**What this task involves:**
All of the records below need to be copied exactly.

**Material for this exercise:**
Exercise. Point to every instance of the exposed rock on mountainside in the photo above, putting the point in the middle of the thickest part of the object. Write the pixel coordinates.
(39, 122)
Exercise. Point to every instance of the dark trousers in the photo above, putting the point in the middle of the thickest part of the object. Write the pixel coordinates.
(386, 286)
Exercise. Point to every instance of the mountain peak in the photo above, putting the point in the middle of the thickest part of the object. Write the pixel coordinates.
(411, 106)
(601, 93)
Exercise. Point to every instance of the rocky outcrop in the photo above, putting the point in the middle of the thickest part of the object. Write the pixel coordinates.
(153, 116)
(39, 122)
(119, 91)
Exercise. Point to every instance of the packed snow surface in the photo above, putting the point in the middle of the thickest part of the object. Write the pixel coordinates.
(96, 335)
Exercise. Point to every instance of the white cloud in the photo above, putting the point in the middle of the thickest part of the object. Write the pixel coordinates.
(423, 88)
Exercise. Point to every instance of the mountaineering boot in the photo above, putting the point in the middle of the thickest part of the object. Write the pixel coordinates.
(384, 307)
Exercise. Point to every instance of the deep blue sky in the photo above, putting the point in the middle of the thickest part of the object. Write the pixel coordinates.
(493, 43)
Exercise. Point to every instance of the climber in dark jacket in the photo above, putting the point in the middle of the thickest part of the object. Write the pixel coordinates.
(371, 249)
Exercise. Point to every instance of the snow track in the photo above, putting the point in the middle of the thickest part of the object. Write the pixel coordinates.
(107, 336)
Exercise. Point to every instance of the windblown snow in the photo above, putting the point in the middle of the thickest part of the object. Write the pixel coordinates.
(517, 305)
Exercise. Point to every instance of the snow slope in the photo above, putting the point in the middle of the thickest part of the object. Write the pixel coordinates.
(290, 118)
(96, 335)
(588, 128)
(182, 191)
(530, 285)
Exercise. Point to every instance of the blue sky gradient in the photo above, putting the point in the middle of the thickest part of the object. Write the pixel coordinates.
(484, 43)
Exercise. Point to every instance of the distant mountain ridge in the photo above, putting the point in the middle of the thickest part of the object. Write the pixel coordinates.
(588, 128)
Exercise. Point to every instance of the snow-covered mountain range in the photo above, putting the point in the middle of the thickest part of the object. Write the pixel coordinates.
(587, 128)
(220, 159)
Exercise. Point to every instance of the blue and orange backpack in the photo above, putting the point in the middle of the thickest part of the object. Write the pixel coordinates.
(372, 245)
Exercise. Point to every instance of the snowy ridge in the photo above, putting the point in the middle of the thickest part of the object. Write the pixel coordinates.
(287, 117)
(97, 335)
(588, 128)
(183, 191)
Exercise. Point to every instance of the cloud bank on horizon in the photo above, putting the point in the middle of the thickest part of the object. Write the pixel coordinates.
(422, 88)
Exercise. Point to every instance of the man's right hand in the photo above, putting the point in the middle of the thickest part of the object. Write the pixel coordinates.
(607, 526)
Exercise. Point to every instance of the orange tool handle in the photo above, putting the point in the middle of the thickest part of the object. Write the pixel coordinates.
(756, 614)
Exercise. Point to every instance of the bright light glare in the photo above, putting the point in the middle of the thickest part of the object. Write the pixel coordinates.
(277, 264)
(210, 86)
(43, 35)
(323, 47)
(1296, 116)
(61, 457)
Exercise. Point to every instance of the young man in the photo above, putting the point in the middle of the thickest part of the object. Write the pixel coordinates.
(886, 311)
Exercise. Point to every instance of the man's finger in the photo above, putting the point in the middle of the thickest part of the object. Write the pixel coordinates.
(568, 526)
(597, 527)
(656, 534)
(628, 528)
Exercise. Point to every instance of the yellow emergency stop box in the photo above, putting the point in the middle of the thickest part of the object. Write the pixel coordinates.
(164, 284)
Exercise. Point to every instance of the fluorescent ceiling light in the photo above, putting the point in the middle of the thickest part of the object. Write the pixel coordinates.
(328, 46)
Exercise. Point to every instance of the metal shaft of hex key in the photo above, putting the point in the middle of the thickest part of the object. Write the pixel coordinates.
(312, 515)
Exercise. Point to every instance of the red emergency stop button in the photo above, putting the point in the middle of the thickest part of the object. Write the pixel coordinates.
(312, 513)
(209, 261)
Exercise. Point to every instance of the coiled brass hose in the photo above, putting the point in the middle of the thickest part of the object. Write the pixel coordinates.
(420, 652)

**The output:**
Exercise. Point to every instance of the exposed rock on mountainside in the photo above, putting the point in the middle of the thickest part of the object. Write the pixel coordinates.
(39, 122)
Exercise. Point to every instance of the dark trousers in the photo above, putting the point in the middle of the thickest part of the object. Write the pixel coordinates.
(386, 286)
Exercise. Point to every instance of the mountain peak in the photo above, putting the point in the middle of the thickest part of the object. Write the pixel coordinates.
(411, 106)
(601, 93)
Exercise. Point to every instance of the rocky outcrop in the photo above, putting the point in the middle of the thickest part of the object. Write the pixel coordinates.
(153, 116)
(39, 122)
(119, 91)
Exercise. Point to every instance of the packed snow surface in the photo above, putting the point in the middle of the thickest part of the object. Write the pixel coordinates.
(96, 335)
Exercise. Point to every instance of the white cloud in the photo above, putting the point in the middle of the thickest part of the object. Write the pixel coordinates.
(423, 88)
Exercise. Point to every instance of the mountaineering boot in the photo above, putting the point in the middle of the thickest part of the object. Write the pixel coordinates.
(384, 307)
Exercise. Point to every instance of the deep blue sky in the photo above, putting the point in the middle of the thickest part of the object. Write the pixel coordinates.
(493, 43)
Exercise. Point to every instance of the climber in dark jacket in the photo above, putting the point in the middle of the thickest part of the object. Write the pixel coordinates.
(371, 249)
Exercise. Point to every instance of the snow track in the photo above, putting the point in the middle of the thickest part of the object. Write the pixel coordinates.
(107, 336)
Exercise. Point to every instance of the windblown snow in the photo above, putting the point in the middle of the thickest part of the object. Write the pixel coordinates.
(517, 305)
Exercise. Point to every instance of the snow slope in the photo above, putting the point in the middle of the thickest part of the object. Write the pixel coordinates.
(290, 118)
(96, 335)
(588, 128)
(182, 191)
(530, 285)
Exercise. Point to every instance of the blue sky gradient in the photo above, putting the point in the middle of the thickest part of the object. Write the pixel coordinates.
(484, 43)
Exercise. Point to every instance of the distant mountain ridge in the photo above, putting the point in the middle of the thickest part of the object. Write the pixel coordinates.
(588, 128)
Exercise. Point to every instance of the snow-covered mountain range in the photo above, putting the point in the middle of the thickest part of the object. Write the pixel coordinates.
(587, 128)
(220, 159)
Exercise. Point to every instance of the blue and orange backpack in the photo above, putting the point in the middle of the thickest part of the object. Write the pixel coordinates.
(372, 245)
Exercise. Point to every instance of the snowy ridge in the photo above, putting the point in the middle of the thickest part of the object. Write the pixel coordinates.
(287, 117)
(97, 335)
(588, 128)
(183, 191)
Exercise. Point to every instance of the cloud bank on horizon in the photo above, putting the point in the middle of the thickest part of the object. Write the pixel coordinates.
(422, 88)
Exercise. Point to every instance of the man's right hand in the photo above, putting the point in the middle of the thickest part of the object. Write the pixel coordinates.
(607, 526)
Exercise. Point to every instance of the orange tool handle in the photo above, putting the point in the middle of the thickest part of the object. Write the pixel coordinates.
(756, 614)
Exercise. Point to every instance of the bright light glare in the photo above, putting the point in the middle of the thickest part of the object. Write the pixel coordinates.
(277, 264)
(210, 86)
(43, 35)
(323, 47)
(1296, 116)
(61, 457)
Exercise. Point to every instance of the young man in the photo above, putting the point in the middle of the thickest part of the object. Write the pixel coordinates.
(886, 311)
Exercise. Point to every instance of the man's finger in the photo above, putting the point in the middle of the thickest part of the object. Write the pixel coordinates.
(568, 526)
(597, 527)
(656, 534)
(628, 528)
Exercise. Point to every instance of the yellow emergency stop box in the photo above, putting the point in the middle of the thickest part of the object. Write the pixel coordinates.
(164, 284)
Exercise. Point to every instance of the fluorescent ceiling light in the photo above, putting the point in the middle of the thickest part of the object. Write the pixel coordinates.
(328, 46)
Exercise. Point to every instance of the metal shaft of hex key in the photo above, putting the point in the middle of the thickest part of the object. Write the pixel coordinates.
(312, 515)
Exercise. Point to every instance of the red emergency stop button in the photo above, putting the point in the middle of the thickest part of the object. Write the pixel coordinates.
(312, 513)
(209, 261)
Exercise. Point to every instance of the coiled brass hose in the photo above, putting the point in the middle of the thickest part of the object. Write the pixel coordinates.
(420, 652)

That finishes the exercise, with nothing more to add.